- TASK PROMPT
Render the items as a two-column CSV with the columns "label" and "points", one row per item, placing each item's text and its answer in a single quoted field with line breaks turned into spaces. Begin at the line that has "Target: bird's foot" and continue through the last item.

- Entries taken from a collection
++++++++++++++++++++

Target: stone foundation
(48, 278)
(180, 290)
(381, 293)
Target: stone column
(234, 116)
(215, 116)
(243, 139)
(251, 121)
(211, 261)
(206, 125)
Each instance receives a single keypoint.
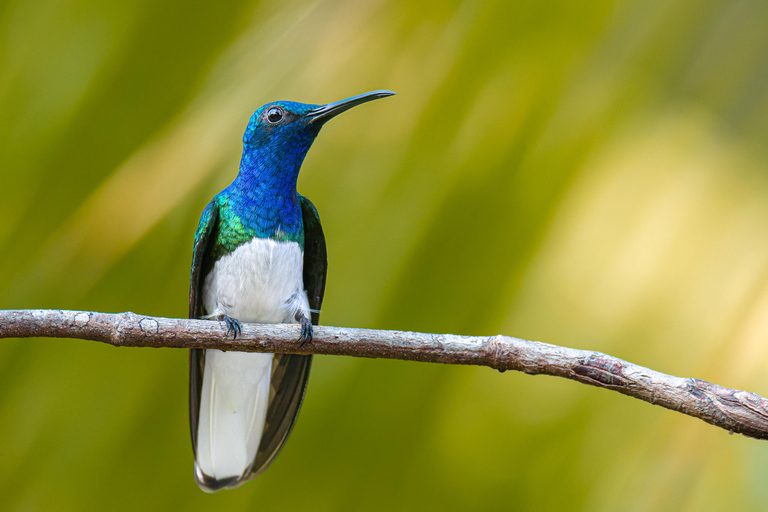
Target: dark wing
(206, 231)
(290, 371)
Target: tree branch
(734, 410)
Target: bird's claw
(306, 330)
(234, 327)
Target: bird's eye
(274, 115)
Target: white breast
(260, 281)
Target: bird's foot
(234, 327)
(306, 329)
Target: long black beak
(322, 114)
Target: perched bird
(259, 256)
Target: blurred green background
(587, 173)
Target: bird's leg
(234, 327)
(306, 328)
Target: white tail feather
(233, 408)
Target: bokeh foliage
(588, 173)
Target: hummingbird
(259, 256)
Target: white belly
(260, 282)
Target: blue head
(277, 139)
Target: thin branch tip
(733, 410)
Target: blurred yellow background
(587, 173)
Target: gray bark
(734, 410)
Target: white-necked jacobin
(259, 256)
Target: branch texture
(734, 410)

++++++++++++++++++++

- RESPONSE TO THE TASK
label,points
"Target: bird's foot","(234, 327) (306, 329)"
"Target: long black beak","(322, 114)"
"Target: perched bird","(259, 256)"
"Target: blurred green background","(587, 173)"
"Target: bird's leg","(234, 327) (306, 328)"
"Target: white tail feather","(233, 408)"
"Target: bokeh foliage","(588, 173)"
"Target: hummingbird","(259, 256)"
"Target: white belly","(260, 282)"
"Target: blue head","(277, 139)"
"Target: thin branch tip","(733, 410)"
"Target: blurred yellow background","(587, 173)"
"Target: gray bark","(734, 410)"
"Target: white-necked jacobin","(259, 256)"
"Target: branch texture","(734, 410)"